Avec humour, émotion et dérision, des employées de maison et des travailleurs migrants invitent le pays du Cèdre à se pencher sur leurs droits. Dans une nouvelle pièce dirigée par Zeina Daccache, « Shebaik Lebaik », ils jouent leur rôle et celui de leurs employeurs.

La danse des travailleurs migrants pour rapprocher les cultures et pour réclamer leurs droits. Photo Catharsis

Ils avaient la scène à eux, exclusivement. Ils ont fait salle comble à AltCity pour deux soirées consécutives, samedi et dimanche derniers. Ils ont été applaudis à tout rompre en standing ovation. Eux, ce sont 24 travailleurs migrants, femmes et hommes, venus d'Éthiopie, du Cameroun, du Sénégal, du Burkina Faso et du Soudan, raconter leur histoire, leur pays d'origine, leurs coutumes, leur rêve d'un avenir meilleur, leur réalité libanaise. Une réalité difficile, faite de travail acharné, parfois forcé, de discrimination, d'incompréhension, d'interdits, de confinement, à l'ombre du système du garant (kafala) qui restreint leur liberté, porte atteinte à leurs droits les plus essentiels et les met à la merci de bureaux de placement mercantiles et d'employeurs parfois abusifs. Au point pour certains d'envisager le suicide, par désespoir.


Shebaik Lebaik, en référence au génie emprisonné dans la lampe magique, est le nom de la pièce qu'ont présentée ces employées de maison et ces travailleurs migrants, sous la direction de la comédienne Zeina Daccache en collaboration avec l'association Migrant Work Task Force (MWTF). Que du beau monde, pour l'occasion, le parrain de l'événement, le ministre du Travail, Sejaan Azzi et son épouse, les ambassadeurs de Suisse, François Barras, et de Grande-Bretagne, Tom Fletcher, la chargée d'affaires de l'ambassade de Norvège qui a financé l'événement, Stine Horn, le consul du Nigeria, Amos Idowu, le chargé d'affaires de l'ambassade du Bangladesh, Mohamed Nazrul Islam, le consul honoraire du Togo, Georges Boustany, le représentant de MWTF, Omar Harfouche, ainsi qu'un parterre de militants des droits de l'homme, de représentants de la société civile et d'employeurs venus soutenir et applaudir leurs employées de maison. C'est dire l'ampleur que prennent les revendications des droits des employées de maison. Des revendications qui sont désormais écoutées par les autorités, même si les changements tardent à se mettre en place.

## Enregistrements extraits:
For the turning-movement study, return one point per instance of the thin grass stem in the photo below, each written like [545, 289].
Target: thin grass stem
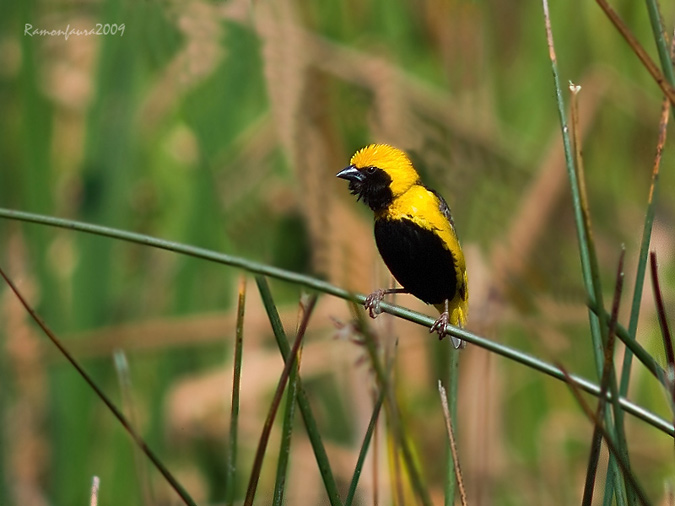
[124, 377]
[665, 329]
[454, 455]
[667, 87]
[641, 496]
[303, 402]
[290, 363]
[364, 448]
[236, 391]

## Objet de l'exercice:
Reproduisez mot pour mot le passage de l'article sur la pièce « Shebaik Lebaik » qui commence à « Avec humour, émotion » et se termine à « de leurs employeurs. ». Ces enregistrements proviennent d'une autre source que l'article.

## Résultat:
Avec humour, émotion et dérision, des employées de maison et des travailleurs migrants invitent le pays du Cèdre à se pencher sur leurs droits. Dans une nouvelle pièce dirigée par Zeina Daccache, « Shebaik Lebaik », ils jouent leur rôle et celui de leurs employeurs.